**TRECHO SELECIONADO:**
● ● ● ● ●

O delegado-chefe da Polícia Federal (PF) em Londrina, Sandro Roberto Viana dos Santos, deverá deixar o cargo esta semana. Segundo a Folha apurou, a substituição pelo delegado de Maringá, Élcio Fusculin, foi comunicada pelo superintendente regional Jaber Makul Hanna Saad na última semana de julho. Informações obtidas junto à delegacia da PF de Maringá dão conta que Fusculin somente estaria aguardando a divulgação da promoção em Diário Oficial para assumir o cargo.
No início de julho, um grupo de 14 entidades civis de Londrina encaminhou um ofício ao Ministério da Justiça pedindo a permanência de Santos no cargo. Eles alegaram que a motivação teria sido um e-mail anônimo encaminhado ao ministro Márcio Thomaz Bastos, solicitando a remoção de Viana pelo fato de o delegado ''ser indicação política do deputado federal José Janene (PP)''. O deputado é citado como um dos operadores do esquema do mensalão em Brasília, além de responder a várias ações na Justiça, no caso AMA/Comurb.

● ● ● ● ●

**TRABALHO PEDIDO:**
[A] Na notícia sobre a troca do delegado-chefe da PF em Londrina, quantas entidades civis enviaram ofício ao Ministério da Justiça pedindo a permanência de Santos?
[B] Prolongue a notícia sobre a troca do delegado-chefe da PF em Londrina a partir do ponto em que ela termina.

● ● ● ● ●

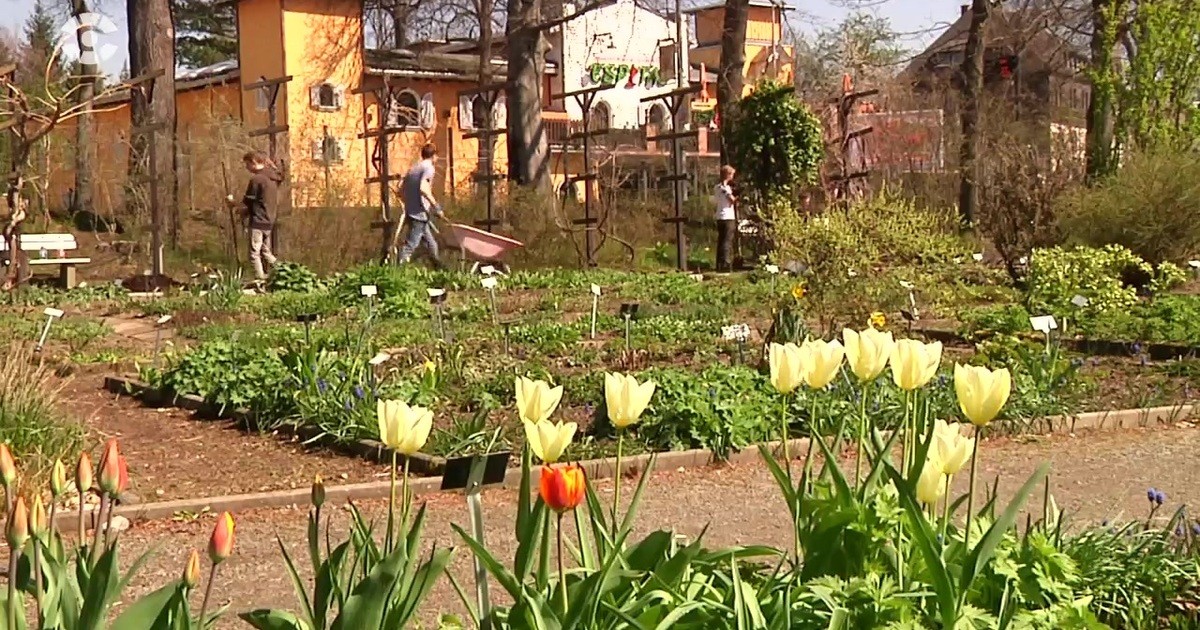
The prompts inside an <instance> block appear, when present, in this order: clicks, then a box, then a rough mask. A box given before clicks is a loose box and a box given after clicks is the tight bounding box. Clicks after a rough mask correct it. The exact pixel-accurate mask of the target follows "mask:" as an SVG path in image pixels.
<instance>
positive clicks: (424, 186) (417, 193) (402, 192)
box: [398, 144, 445, 269]
mask: <svg viewBox="0 0 1200 630" xmlns="http://www.w3.org/2000/svg"><path fill="white" fill-rule="evenodd" d="M437 155H438V150H437V148H436V146H433V145H432V144H426V145H425V146H422V148H421V161H420V162H418V163H416V164H414V166H413V168H410V169H408V174H406V175H404V180H403V181H402V182H401V186H400V196H401V200H403V203H404V222H406V223H408V236H407V238H406V239H404V246H403V247H401V248H400V259H398V263H400V264H406V263H408V260H409V259H410V258H412V257H413V252H415V251H416V248H418V247H420V246H421V244H424V245H425V248H426V251H427V252H428V254H430V258H431V259H432V260H433V265H434V266H437V268H438V269H442V268H443V266H444V265H443V264H442V259H440V258H439V257H438V241H437V239H436V238H434V234H436V233H437V229H436V228H434V227H433V221H432V218H433V216H437V217H439V218H445V212H443V211H442V205H440V204H438V200H437V199H436V198H434V197H433V174H434V172H436V169H434V166H433V158H436V157H437Z"/></svg>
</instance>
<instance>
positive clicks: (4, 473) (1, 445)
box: [0, 444, 17, 490]
mask: <svg viewBox="0 0 1200 630" xmlns="http://www.w3.org/2000/svg"><path fill="white" fill-rule="evenodd" d="M16 480H17V463H16V462H13V461H12V452H11V451H10V450H8V445H7V444H0V484H4V488H5V490H12V482H13V481H16Z"/></svg>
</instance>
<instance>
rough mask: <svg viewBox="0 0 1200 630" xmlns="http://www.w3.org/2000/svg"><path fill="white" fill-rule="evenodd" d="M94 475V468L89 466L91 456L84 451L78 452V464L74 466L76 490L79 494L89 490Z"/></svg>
mask: <svg viewBox="0 0 1200 630" xmlns="http://www.w3.org/2000/svg"><path fill="white" fill-rule="evenodd" d="M95 475H96V470H95V468H92V466H91V456H90V455H88V454H86V452H82V454H79V464H78V466H76V490H78V491H79V494H84V493H85V492H88V491H89V490H91V485H92V484H94V482H95V479H94V478H95Z"/></svg>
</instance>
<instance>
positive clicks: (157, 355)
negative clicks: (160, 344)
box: [154, 316, 170, 364]
mask: <svg viewBox="0 0 1200 630" xmlns="http://www.w3.org/2000/svg"><path fill="white" fill-rule="evenodd" d="M167 322H170V316H162V317H160V318H158V320H157V322H155V329H154V362H155V364H157V362H158V344H160V342H161V341H162V326H164V325H167Z"/></svg>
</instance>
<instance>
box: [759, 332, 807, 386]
mask: <svg viewBox="0 0 1200 630" xmlns="http://www.w3.org/2000/svg"><path fill="white" fill-rule="evenodd" d="M767 358H768V360H769V362H770V385H772V386H773V388H775V390H776V391H779V392H780V394H791V392H792V391H794V390H796V388H798V386H800V384H803V383H804V368H805V367H806V365H805V361H804V353H802V352H800V348H799V346H797V344H794V343H785V344H782V346H781V344H779V343H772V344H770V349H769V350H768V353H767Z"/></svg>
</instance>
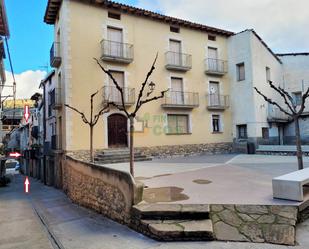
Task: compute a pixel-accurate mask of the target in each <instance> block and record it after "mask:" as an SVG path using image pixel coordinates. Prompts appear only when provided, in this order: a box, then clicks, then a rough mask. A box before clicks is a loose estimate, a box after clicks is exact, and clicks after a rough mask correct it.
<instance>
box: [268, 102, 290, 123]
mask: <svg viewBox="0 0 309 249" xmlns="http://www.w3.org/2000/svg"><path fill="white" fill-rule="evenodd" d="M286 111H288V110H286ZM267 120H268V122H278V123H281V122H282V123H285V122H289V121H290V117H289V116H288V115H287V114H285V113H284V112H282V111H280V109H279V108H278V107H276V106H272V105H268V115H267Z"/></svg>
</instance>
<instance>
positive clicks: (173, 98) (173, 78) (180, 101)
mask: <svg viewBox="0 0 309 249" xmlns="http://www.w3.org/2000/svg"><path fill="white" fill-rule="evenodd" d="M171 94H172V96H171V100H172V103H173V104H178V105H181V104H184V93H183V82H182V79H181V78H172V91H171Z"/></svg>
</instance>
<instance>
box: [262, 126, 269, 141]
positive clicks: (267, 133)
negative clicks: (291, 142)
mask: <svg viewBox="0 0 309 249" xmlns="http://www.w3.org/2000/svg"><path fill="white" fill-rule="evenodd" d="M262 137H263V139H269V129H268V128H267V127H262Z"/></svg>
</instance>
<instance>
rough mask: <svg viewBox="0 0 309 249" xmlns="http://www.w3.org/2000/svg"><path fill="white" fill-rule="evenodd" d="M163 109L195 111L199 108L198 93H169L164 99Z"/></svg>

● ● ● ● ●

**RESPOSTAS POR TAREFA:**
[A] Um grupo de 14 entidades civis de Londrina.

[B]
Ontem, o deputado estadual Barbosa Neto (PDT) protestou na Assembléia Legislativa contra a transferência de Santos. Barbosa Neto afirmou que o delegado estaria sendo vítima de represálias devido às ações que desenvolve no combate ao tráfico de drogas, apreensão de entorpecentes entre outros delitos. O apelo foi endereçado ao ministro. ''Isto ocorre inclusive num momento negativo para remanejamentos injustificáveis como o que se anuncia, quando são apuradas denúncias de suposto caixa 2 na campanha do atual prefeito Nedson Micheleti, que é do mesmo partido do presidente Lula'', lembrou. Barbosa disse ainda que não acredita em uma relação entre o escândalo municipal com o nacional, ''mas para a sociedade londrinense isto não cheira bem porque está claro que há manobra política contra o delegado, que poderá ser afastado da cidade sem qualquer justificação técnica''.
Santos não quis se manifestar sobre a transferência. ''Qualquer posicionamento deve partir da superintendência'', disse. A reportagem não conseguiu entrar em contato com Saad.